→ **GIVEN TASK 1**
Return the following lines of the listing exactly as they appear, from the line containing "Question. The picture above shows the cap" through the last line of the listing, with both end lines included.

→ **TEXT TO READ**
Sunday, November 15, 2015

Parquet file generation with Spark and Clojure

I'm working on an ETL project that requires conversion of existing JSON to Parquet data. Once the data is processed and stored back into S3, we'll be using Hive and Presto to query it via SQL/HiveQL.  Once again, separating storage from compute is the name of the game here... A sample of existing JSON looks something like this:

{"name":"checkout:payment:item:purchase","visitor_id":"123456","created":1447239382,"type":"U","version":1,"details":{"ext":1305221,"listing_id":573845,"quantity":1}}

The interesting part is in the details key. This is a JSON object that can have an arbitrary number of key:value pairs. The current contract with the developers is that it will be flat with no nested objects and/or array of objects in it, but can have any number of different key:value pairs. For instance, an impression event might have the details only containing the ext and gallery_type keys:



{"name":"filteredGallery:gallery:gallery:impression","visitor_id":"487464540","created":1447242806,"type":"U","version":1,"details":{"ext":1206491,"gallery_type":"course"}}


The goal is to have all theses events in the same table, and I prefer to have them in the Parquet format. The approach outline here is one where all the common fields/keys like name, visitor_id, created, type, and version will be promoted to individual columns, and the details column will contain a JSON string of the original content. This way we're able to maintain a unified table while at the same time allowing for arbitrary content to be stored in the details payload.  Using Apache Spark and Clojure for the ETL processing worked out nicely. Spark has built in support for reading JSON records via SQLContext.read.json() into a Dataframe, and once in a Dataframe the content can be saved to Parquet rather easily. In order to achieve the above format, I couldn't rely on automatically inferring of the JSON schema that Spark provided since I needed to do a little data reshaping. Instead the schema would need to be defined at runtime and programmatically create the Dataframe.  This involved the following three steps:


  1. Create an RDD of Rows from the original RDD;
  2. Create the schema represented by a StructType matching the structure of Rows in the RDD created in Step 1.
  3. Apply the schema to the RDD of Rows via createDataFrame method provided by SQLContext.

The first thing to do was to create the RDD of Rows in the desired shape. After reading the text file of JSON strings into a RDD, a map operation is ran across each line which performs the following series of transformations:

  1. The JSON string is decoded into a Clojure Map
  2. The Clojure Map is ran thru Prismatic Schema 
  3. The fields that are going to be promoted to columns are selected out of the map 
  4. Encoded the details back to a JSON string
  5. Created the necessary Row from the Clojure vector
  6. Finally apply the schema to the RDD of Rows and create the Dataframe
I've tried to place the above step numbers next the appropriate line of Clojure code below.

(let [java-rdd (.textFile sc input-path)
        row-rdd (-> java-rdd
                  (f/map (f/fn [x]
                       (let [json (json/decode x true) 1.
                               v (-> (fuel-event-coercer json) 2.
                                        (select-vals [:name :visitor_id :created :version :type]) 3.

→ **GIVEN TASK 2**
Answer these questions about the Spark and Clojure post above, one line each:
(a) Which two tools will be used to query the data once it is stored back into S3?
(b) In the impression event example, which keys does the details object contain?
(c) Through which SQLContext method is the schema applied to the RDD of Rows?

→ **EXCERPTED RECORDS**
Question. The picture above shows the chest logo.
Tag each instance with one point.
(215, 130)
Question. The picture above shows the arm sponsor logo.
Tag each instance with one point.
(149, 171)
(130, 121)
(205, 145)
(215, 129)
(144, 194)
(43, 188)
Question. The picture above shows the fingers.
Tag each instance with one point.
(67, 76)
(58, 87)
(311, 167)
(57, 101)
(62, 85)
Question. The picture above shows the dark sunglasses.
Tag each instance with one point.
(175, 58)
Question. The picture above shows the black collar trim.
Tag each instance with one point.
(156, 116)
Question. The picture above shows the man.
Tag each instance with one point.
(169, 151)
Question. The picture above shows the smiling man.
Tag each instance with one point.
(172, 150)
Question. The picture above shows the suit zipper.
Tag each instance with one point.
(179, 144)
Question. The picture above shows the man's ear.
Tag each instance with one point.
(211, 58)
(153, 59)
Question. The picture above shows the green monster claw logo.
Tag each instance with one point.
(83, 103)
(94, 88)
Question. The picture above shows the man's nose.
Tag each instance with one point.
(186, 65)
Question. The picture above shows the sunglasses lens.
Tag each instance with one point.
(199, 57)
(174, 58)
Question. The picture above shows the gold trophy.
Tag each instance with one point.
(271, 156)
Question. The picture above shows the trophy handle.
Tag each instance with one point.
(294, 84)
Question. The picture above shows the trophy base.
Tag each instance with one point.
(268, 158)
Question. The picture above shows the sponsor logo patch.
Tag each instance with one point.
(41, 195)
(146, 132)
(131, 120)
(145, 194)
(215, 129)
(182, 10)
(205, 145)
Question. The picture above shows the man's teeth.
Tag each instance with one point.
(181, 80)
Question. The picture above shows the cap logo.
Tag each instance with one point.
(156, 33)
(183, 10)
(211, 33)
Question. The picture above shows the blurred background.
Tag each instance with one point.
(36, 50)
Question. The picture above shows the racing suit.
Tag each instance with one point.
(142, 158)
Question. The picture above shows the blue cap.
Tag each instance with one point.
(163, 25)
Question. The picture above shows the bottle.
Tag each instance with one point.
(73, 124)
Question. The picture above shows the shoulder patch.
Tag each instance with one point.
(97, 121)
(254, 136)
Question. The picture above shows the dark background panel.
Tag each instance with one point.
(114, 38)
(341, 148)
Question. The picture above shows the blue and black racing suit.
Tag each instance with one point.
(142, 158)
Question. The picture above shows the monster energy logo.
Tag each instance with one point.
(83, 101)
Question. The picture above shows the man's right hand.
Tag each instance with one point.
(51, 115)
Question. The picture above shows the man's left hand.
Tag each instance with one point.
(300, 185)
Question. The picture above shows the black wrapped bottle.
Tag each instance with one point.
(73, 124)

→ **WRITTEN REPLY 1**
Question. The picture above shows the cap logo.
Tag each instance with one point.
(156, 33)
(183, 10)
(211, 33)
Question. The picture above shows the blurred background.
Tag each instance with one point.
(36, 50)
Question. The picture above shows the racing suit.
Tag each instance with one point.
(142, 158)
Question. The picture above shows the blue cap.
Tag each instance with one point.
(163, 25)
Question. The picture above shows the bottle.
Tag each instance with one point.
(73, 124)
Question. The picture above shows the shoulder patch.
Tag each instance with one point.
(97, 121)
(254, 136)
Question. The picture above shows the dark background panel.
Tag each instance with one point.
(114, 38)
(341, 148)
Question. The picture above shows the blue and black racing suit.
Tag each instance with one point.
(142, 158)
Question. The picture above shows the monster energy logo.
Tag each instance with one point.
(83, 101)
Question. The picture above shows the man's right hand.
Tag each instance with one point.
(51, 115)
Question. The picture above shows the man's left hand.
Tag each instance with one point.
(300, 185)
Question. The picture above shows the black wrapped bottle.
Tag each instance with one point.
(73, 124)

→ **WRITTEN REPLY 2**
(a) Hive and Presto
(b) ext and gallery_type
(c) createDataFrame